> [Page extract]
* * * * *

Though the grandeur and beauty of Bryce Canyon National Park and its nearby cliffs and plateau tops were thus made known by Federal surveys of 1870-1880, the region attracted little attention for the next 40 years. It was remote from railways and established settlements, and its approach roads up the floor of Paria Canyon, up boulder-clogged Sevier Canyon, or through Red Canyon and across the muddy top of Paunsaugunt Plateau, were unsuited for wagons, and for several months of the year deep snow prevented travel. Even after settlements had been established at the very edge of the park (1874-1891) few accounts of the remarkable scenery reached the outside world. To the few resident farmers, the painted canyons in the plateau rim were but a part of the rugged landscape that characterizes all southern Utah. Of more direct concern to them was the fact that the great cliffs, narrow canyons, and the meager supply of water and tillable land made the region unsuitable for large-scale agriculture. To the stockman, the rougher parts of the terrace now admired as scenery were obstacles. Ebenezer Bryce is reported to have spoken of the canyon that bears his name as a "dandy place to lose a cow." During the surveys that resulted in setting aside Paunsaugunt Plateau as a national forest (1905), the scenic features of the upper Paria Valley and of its canyoned western tributaries became better known and, as early as 1907, adventurous nature lovers made pack-train trips to the head of the Sevier, to Bryce, Sheep, and Willis Canyons, and to Table Cliffs Plateau under the guidance of local stockmen who of necessity knew the feasible lines of access. With the improvement of the rough wagon road from Panguitch to Cannonville (1915-1917) so that automobiles under favorable conditions could pass through Red Canyon and down the "breaks" to the Paria, visitors became more numerous.

Even as late as 1918, LeRoy Jeffers, mountaineer, who in the Scientific American (October 5, 1918) described the alcoves in the plateau rim as "Temple of the Gods"—"could learn of no one who knew the way to save the Forester ... part of the way (from Panguitch) is over meadows where it is just possible to drive a car ... at frequent intervals we had to lift and push our car uphill through deep sand. When it rains in this region, all traffic is suspended for days by impassable mud." Jeffers reached the "fantastic towers" in Bryce alcove by "sliding down the steep and treacherous slope of loose gravel and entering the gloom of a canyon only five or six feet wide, whose overhanging walls are several hundred feet high."

For the peoples of Utah, interest in the Bryce Canyon region was aroused by the florid account of O. H. Grimes (Salt Lake Tribune, August 5, 1918):

"Massive cathedrals of darker hues pushed heavenward their delicate spires; grotesque gargoyles sculptured by wind, sand, and water, glared from cornices. And to complete the illusion, splotches of the more delicately colored sandstone glistened in the sunlight like stained-glass windows. Between the massive walls were wonderful rooms and hallways chiseled by time and the elements."

* * * * *

> [Material]
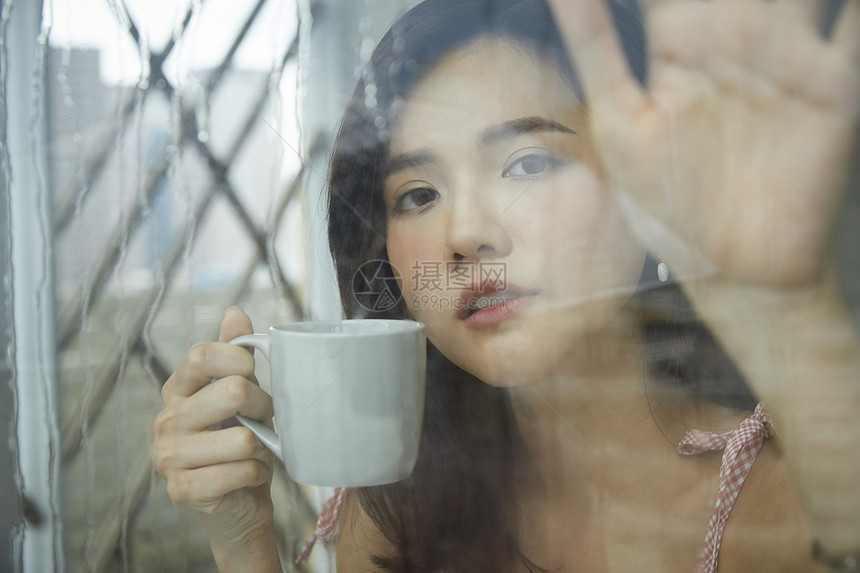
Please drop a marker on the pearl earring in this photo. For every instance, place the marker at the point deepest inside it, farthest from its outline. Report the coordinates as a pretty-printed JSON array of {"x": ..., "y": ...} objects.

* * * * *

> [Description of the task]
In the Bryce Canyon page extract, what did Ebenezer Bryce reportedly call the canyon that bears his name?

> [The result]
A "dandy place to lose a cow."